> Exercise
Render the part of the data that opens with the line containing "point: trombone -- for" and closes with the line containing "column 334, row 76" as a numbered list, both of those lines included and blank lines left out.

## Begin Record list

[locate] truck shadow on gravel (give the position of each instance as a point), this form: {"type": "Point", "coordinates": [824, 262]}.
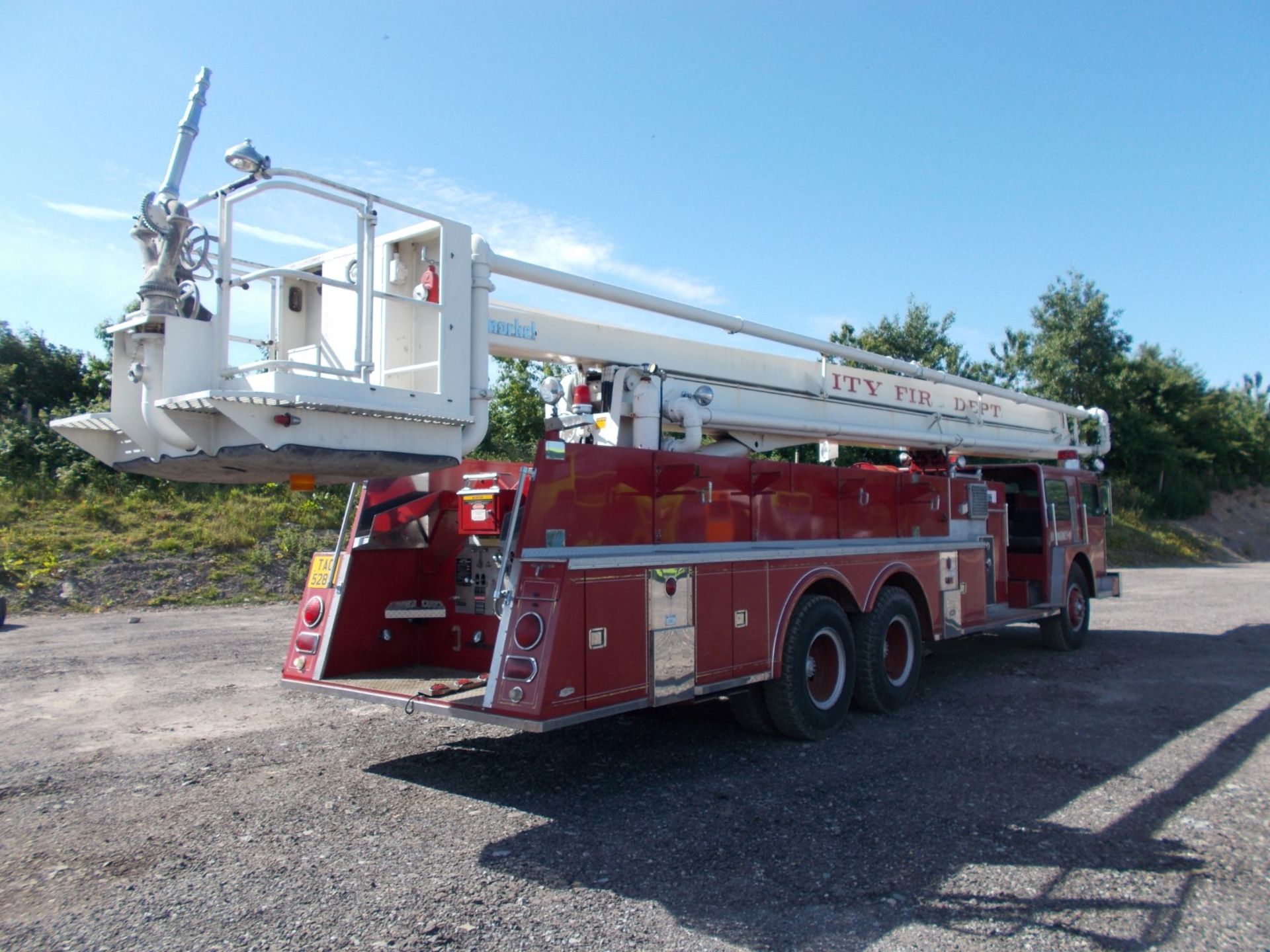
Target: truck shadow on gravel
{"type": "Point", "coordinates": [956, 813]}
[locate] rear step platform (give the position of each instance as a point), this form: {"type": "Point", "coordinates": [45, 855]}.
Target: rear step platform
{"type": "Point", "coordinates": [419, 681]}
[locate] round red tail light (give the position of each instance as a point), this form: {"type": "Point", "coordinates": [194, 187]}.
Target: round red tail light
{"type": "Point", "coordinates": [313, 612]}
{"type": "Point", "coordinates": [529, 631]}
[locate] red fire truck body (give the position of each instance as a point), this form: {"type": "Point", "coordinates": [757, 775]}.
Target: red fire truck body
{"type": "Point", "coordinates": [648, 578]}
{"type": "Point", "coordinates": [651, 555]}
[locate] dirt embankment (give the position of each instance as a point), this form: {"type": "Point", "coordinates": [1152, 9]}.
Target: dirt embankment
{"type": "Point", "coordinates": [1238, 524]}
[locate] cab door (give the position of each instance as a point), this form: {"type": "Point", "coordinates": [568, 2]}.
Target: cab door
{"type": "Point", "coordinates": [1094, 517]}
{"type": "Point", "coordinates": [1060, 518]}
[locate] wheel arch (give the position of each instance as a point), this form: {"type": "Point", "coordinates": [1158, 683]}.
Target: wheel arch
{"type": "Point", "coordinates": [818, 582]}
{"type": "Point", "coordinates": [901, 575]}
{"type": "Point", "coordinates": [1081, 560]}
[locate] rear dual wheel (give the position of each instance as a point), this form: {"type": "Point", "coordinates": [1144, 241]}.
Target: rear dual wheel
{"type": "Point", "coordinates": [818, 666]}
{"type": "Point", "coordinates": [889, 653]}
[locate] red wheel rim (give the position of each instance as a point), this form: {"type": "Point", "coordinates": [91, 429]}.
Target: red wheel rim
{"type": "Point", "coordinates": [897, 651]}
{"type": "Point", "coordinates": [826, 668]}
{"type": "Point", "coordinates": [1075, 607]}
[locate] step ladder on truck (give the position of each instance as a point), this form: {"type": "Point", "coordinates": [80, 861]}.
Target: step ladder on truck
{"type": "Point", "coordinates": [648, 555]}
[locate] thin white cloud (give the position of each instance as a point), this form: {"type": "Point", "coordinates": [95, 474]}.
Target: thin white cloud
{"type": "Point", "coordinates": [91, 212]}
{"type": "Point", "coordinates": [280, 238]}
{"type": "Point", "coordinates": [513, 229]}
{"type": "Point", "coordinates": [523, 231]}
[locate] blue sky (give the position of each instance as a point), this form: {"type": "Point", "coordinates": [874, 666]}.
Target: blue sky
{"type": "Point", "coordinates": [799, 164]}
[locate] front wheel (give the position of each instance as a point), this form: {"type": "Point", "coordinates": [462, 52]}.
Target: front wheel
{"type": "Point", "coordinates": [1066, 631]}
{"type": "Point", "coordinates": [818, 666]}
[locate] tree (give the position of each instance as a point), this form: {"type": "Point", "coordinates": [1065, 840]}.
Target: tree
{"type": "Point", "coordinates": [915, 337]}
{"type": "Point", "coordinates": [1075, 350]}
{"type": "Point", "coordinates": [515, 411]}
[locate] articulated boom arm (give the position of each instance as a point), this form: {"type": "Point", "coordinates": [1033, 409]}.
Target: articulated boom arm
{"type": "Point", "coordinates": [376, 358]}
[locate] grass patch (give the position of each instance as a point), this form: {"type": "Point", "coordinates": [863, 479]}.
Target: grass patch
{"type": "Point", "coordinates": [161, 545]}
{"type": "Point", "coordinates": [1136, 541]}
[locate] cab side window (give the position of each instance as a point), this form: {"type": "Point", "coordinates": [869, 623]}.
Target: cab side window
{"type": "Point", "coordinates": [1091, 499]}
{"type": "Point", "coordinates": [1056, 495]}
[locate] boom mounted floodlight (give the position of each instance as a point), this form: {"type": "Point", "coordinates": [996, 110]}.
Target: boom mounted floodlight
{"type": "Point", "coordinates": [245, 158]}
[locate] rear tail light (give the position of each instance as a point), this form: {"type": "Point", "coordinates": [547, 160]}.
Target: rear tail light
{"type": "Point", "coordinates": [313, 612]}
{"type": "Point", "coordinates": [520, 668]}
{"type": "Point", "coordinates": [529, 631]}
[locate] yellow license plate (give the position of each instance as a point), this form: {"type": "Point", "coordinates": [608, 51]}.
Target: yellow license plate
{"type": "Point", "coordinates": [321, 571]}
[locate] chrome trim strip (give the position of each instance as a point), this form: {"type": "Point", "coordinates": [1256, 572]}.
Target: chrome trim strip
{"type": "Point", "coordinates": [466, 714]}
{"type": "Point", "coordinates": [706, 553]}
{"type": "Point", "coordinates": [715, 687]}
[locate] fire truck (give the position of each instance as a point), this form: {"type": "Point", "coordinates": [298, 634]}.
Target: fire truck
{"type": "Point", "coordinates": [651, 554]}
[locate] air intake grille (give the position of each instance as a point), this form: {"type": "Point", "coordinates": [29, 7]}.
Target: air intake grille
{"type": "Point", "coordinates": [978, 500]}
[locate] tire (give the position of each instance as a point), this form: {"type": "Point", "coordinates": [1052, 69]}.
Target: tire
{"type": "Point", "coordinates": [818, 666]}
{"type": "Point", "coordinates": [751, 711]}
{"type": "Point", "coordinates": [1066, 631]}
{"type": "Point", "coordinates": [888, 653]}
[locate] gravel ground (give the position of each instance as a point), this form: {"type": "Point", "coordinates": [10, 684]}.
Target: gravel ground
{"type": "Point", "coordinates": [159, 791]}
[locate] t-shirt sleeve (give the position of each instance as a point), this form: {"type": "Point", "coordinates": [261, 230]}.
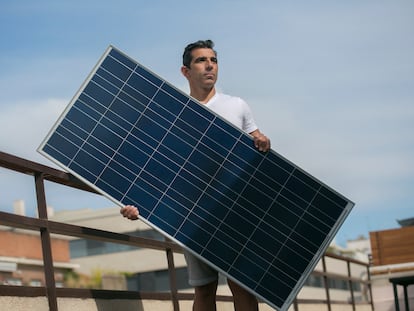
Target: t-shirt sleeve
{"type": "Point", "coordinates": [249, 124]}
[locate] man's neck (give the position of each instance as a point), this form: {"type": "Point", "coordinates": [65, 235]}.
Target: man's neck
{"type": "Point", "coordinates": [203, 95]}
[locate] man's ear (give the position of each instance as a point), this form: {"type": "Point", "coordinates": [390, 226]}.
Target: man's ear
{"type": "Point", "coordinates": [184, 71]}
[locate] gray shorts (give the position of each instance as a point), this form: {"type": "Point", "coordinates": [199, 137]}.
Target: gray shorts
{"type": "Point", "coordinates": [199, 273]}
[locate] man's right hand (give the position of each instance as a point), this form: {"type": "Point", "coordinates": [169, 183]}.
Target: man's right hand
{"type": "Point", "coordinates": [130, 212]}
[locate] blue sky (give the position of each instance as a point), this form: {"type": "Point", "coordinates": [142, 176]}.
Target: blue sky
{"type": "Point", "coordinates": [330, 82]}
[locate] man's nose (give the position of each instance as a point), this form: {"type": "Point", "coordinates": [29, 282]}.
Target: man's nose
{"type": "Point", "coordinates": [209, 64]}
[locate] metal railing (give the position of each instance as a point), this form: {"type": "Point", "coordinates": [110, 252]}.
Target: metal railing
{"type": "Point", "coordinates": [46, 228]}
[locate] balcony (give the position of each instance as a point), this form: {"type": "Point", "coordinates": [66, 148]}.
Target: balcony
{"type": "Point", "coordinates": [52, 294]}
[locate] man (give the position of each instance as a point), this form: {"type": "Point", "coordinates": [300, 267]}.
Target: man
{"type": "Point", "coordinates": [200, 67]}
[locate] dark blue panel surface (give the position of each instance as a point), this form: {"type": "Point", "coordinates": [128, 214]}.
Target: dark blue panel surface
{"type": "Point", "coordinates": [254, 216]}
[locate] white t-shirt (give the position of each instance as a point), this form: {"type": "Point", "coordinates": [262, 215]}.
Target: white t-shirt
{"type": "Point", "coordinates": [234, 110]}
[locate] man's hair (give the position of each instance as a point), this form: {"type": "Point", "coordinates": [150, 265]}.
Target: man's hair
{"type": "Point", "coordinates": [200, 44]}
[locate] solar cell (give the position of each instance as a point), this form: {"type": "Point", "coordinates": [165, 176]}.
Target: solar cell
{"type": "Point", "coordinates": [256, 217]}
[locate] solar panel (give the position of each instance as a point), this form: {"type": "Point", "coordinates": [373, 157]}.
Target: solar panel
{"type": "Point", "coordinates": [256, 217]}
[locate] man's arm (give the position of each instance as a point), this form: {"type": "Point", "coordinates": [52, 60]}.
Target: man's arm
{"type": "Point", "coordinates": [130, 212]}
{"type": "Point", "coordinates": [261, 141]}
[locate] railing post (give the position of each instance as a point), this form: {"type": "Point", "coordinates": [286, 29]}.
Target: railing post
{"type": "Point", "coordinates": [370, 288]}
{"type": "Point", "coordinates": [326, 283]}
{"type": "Point", "coordinates": [46, 243]}
{"type": "Point", "coordinates": [173, 279]}
{"type": "Point", "coordinates": [351, 288]}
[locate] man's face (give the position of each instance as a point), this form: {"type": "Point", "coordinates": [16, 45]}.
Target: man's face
{"type": "Point", "coordinates": [203, 68]}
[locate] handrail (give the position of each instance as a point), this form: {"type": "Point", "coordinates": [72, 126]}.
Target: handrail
{"type": "Point", "coordinates": [46, 227]}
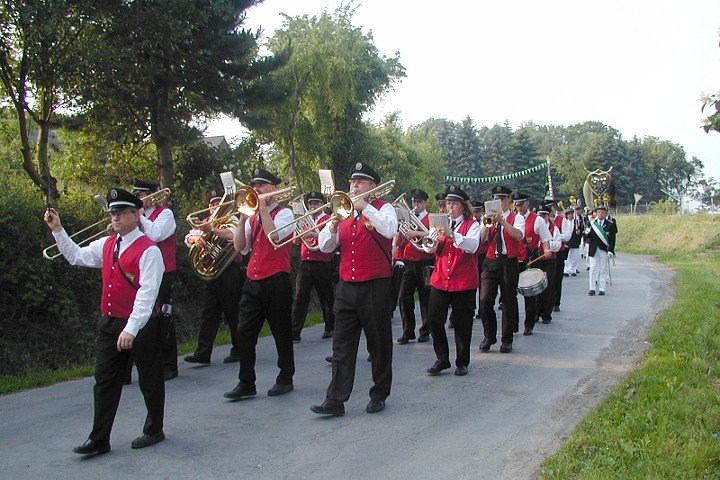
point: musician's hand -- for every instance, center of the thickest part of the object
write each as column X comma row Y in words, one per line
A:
column 52, row 219
column 125, row 341
column 360, row 204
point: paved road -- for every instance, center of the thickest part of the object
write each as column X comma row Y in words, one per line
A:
column 500, row 421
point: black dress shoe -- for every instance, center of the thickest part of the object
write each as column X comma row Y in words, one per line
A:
column 375, row 406
column 438, row 367
column 92, row 446
column 278, row 389
column 192, row 358
column 146, row 440
column 485, row 344
column 242, row 390
column 329, row 409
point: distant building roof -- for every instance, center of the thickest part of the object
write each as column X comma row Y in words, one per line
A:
column 216, row 142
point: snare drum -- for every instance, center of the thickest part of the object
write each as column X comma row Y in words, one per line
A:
column 532, row 282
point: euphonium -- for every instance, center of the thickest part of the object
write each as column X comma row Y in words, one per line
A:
column 210, row 258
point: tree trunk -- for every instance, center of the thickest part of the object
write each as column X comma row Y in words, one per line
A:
column 159, row 131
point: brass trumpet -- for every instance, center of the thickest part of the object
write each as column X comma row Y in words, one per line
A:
column 407, row 221
column 52, row 251
column 342, row 207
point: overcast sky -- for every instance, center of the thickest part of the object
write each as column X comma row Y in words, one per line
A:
column 639, row 66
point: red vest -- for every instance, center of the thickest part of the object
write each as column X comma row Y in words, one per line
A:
column 266, row 260
column 514, row 247
column 531, row 238
column 314, row 255
column 412, row 253
column 541, row 250
column 167, row 246
column 362, row 257
column 118, row 297
column 557, row 221
column 455, row 270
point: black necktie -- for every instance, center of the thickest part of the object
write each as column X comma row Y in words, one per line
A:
column 116, row 255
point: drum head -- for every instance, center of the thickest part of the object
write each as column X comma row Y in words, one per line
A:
column 530, row 277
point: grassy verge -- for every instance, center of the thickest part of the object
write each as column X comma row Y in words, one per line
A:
column 42, row 378
column 662, row 421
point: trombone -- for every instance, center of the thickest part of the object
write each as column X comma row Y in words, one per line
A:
column 342, row 206
column 246, row 201
column 52, row 252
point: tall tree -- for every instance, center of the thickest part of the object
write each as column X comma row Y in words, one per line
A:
column 41, row 61
column 160, row 65
column 334, row 76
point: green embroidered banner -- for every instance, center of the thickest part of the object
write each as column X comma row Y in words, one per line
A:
column 497, row 178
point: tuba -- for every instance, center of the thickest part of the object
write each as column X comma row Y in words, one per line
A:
column 407, row 221
column 215, row 254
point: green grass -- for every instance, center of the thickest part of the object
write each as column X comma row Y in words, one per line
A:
column 42, row 378
column 662, row 421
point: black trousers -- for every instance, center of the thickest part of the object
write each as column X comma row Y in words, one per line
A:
column 540, row 306
column 317, row 275
column 168, row 335
column 110, row 368
column 502, row 272
column 267, row 299
column 221, row 297
column 559, row 269
column 463, row 307
column 414, row 279
column 362, row 306
column 481, row 260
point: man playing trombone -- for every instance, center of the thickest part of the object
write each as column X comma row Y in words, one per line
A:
column 267, row 293
column 363, row 297
column 132, row 268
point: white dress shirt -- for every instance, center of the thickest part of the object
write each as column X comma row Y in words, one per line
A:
column 152, row 268
column 383, row 220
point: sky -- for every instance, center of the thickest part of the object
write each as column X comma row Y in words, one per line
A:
column 639, row 66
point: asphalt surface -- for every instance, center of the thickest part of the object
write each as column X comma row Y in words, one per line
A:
column 500, row 421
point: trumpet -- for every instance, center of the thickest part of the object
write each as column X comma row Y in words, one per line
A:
column 342, row 207
column 436, row 220
column 407, row 221
column 52, row 252
column 156, row 198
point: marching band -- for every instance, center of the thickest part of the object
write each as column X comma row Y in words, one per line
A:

## End Record list

> Answer
1. point: trombone -- for every instance, center of the thickest part of the object
2. write each as column X comma row Y in words, one per line
3. A:
4. column 342, row 206
5. column 246, row 201
6. column 52, row 252
7. point: tall tree -- for every instance, center of the thickest part of the object
8. write each as column X comma row Y in words, one per line
9. A:
10. column 41, row 61
11. column 160, row 65
12. column 334, row 76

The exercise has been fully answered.